### CONSIGNE 1
Traduisez en anglais cette phrase du texte sur le Frodebu : « Encore une fois les textes étaient bons, mais P. Buyoya ne les appliquait pas. »

Dès son agrément, il était visible que le Frodebu était un parti monoethnique hutu qui allait baser sa propagande sur la promotion du peuple hutu : le génocide des Tutsi. Le parti Frodebu n’aurait pas pu être agréé si on avait appliqué à la lettre la Charte de l’Unité Nationale ou la loi sur les partis politiques dont P. Buyoya lui même avait supervisé la mise sur pied. Encore une fois les textes étaient bons, mais P. Buyoya ne les appliquait pas.
Le parti Frodebu est entré en campagne électorale de juin 1993. Il était à la tête des partis qui se disaient représenter les Hutu : Frodebu, RPB, PP et PL. Le comportement ethnique du Frodebu était visible pour tout le monde, y compris P. Buyoya à moins qu’il ne soit aveugle. Le journal « Burundi Scope » n’a pas manqué de le mentionner :
« La littérature est déjà abondante sur la façon dont le Frodebu a, à la fois, canalisé les aspirations de la majeure partie du peuple burundais vers la démocratie et dévoyé en même temps nombre de Burundais vers le crime de génocide. En même temps qu’au sommet il prônait la démocratie et l’alternance au pouvoir, non seulement ses meetings étaient ponctués de nombreux messages codés empruntés à l’histoire politique génocidaire du Rwanda, mais aussi les menaces et même les agressions et tueries orchestrées par ses membres à la base, étaient fréquentes et n’étaient jamais condamnées au sommet du parti. Dans un paysage constitutionnel où les partis ouvertement tribalistes étaient prohibés, le Frodebu a récupéré les membres du Palipehutu sans leur proposer une idéologie de rechange spécifique. Ainsi, la perméabilité est restée totale entre ces deux partis, de la base au sommet. Lors des infiltrations d’assaillants d’avant les élections de 1993, la collaboration entre militants du Frodebu et assaillants réputés du Palipehutu a été mise à jour par les enquêtes les moins suspectes d’antipathie particulière à l’égard du Frodebu, notamment celles de la ligue Iteka, alors assez proche de ce parti dont provenaient nombre de ses fondateurs : Ndadaye, Karibwami, Bimazubute, Ngendahayo, etc… ».[1]
P. Buyoya ne pouvait pas s’opposer à ce que les membres du Frodebu faisaient. Les chefs de ce parti l’avaient remarqué depuis longtemps, depuis le génocide contre les Tutsi de Ntega et Marangara. Il les avait laissé tuer les Tutsi et a amnistié les bourreaux après qu’il ait intervenu tardivement. Il obéissait à tout ce que ses commanditaires européens lui disaient de faire, qui n’était pas du tout différent du programme du Frodebu.

### ENREGISTREMENTS LISTÉS
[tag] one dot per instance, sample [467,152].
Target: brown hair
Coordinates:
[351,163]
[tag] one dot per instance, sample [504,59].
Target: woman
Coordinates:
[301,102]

### CONSIGNE 2
Convertissez les enregistrements ci-dessus en un CSV à deux colonnes, requete et resultat, à raison d'une ligne par enregistrement : son texte et sa réponse, chacun dans un seul champ entre guillemets, les sauts de ligne remplacés par des espaces.

### SORTIE COMPLÈTE 1
Once again, the texts were good, but P. Buyoya did not apply them.

### SORTIE COMPLÈTE 2
requete,resultat
"[tag] one dot per instance, sample [467,152]. Target: brown hair Coordinates:","[351,163]"
"[tag] one dot per instance, sample [504,59]. Target: woman Coordinates:","[301,102]"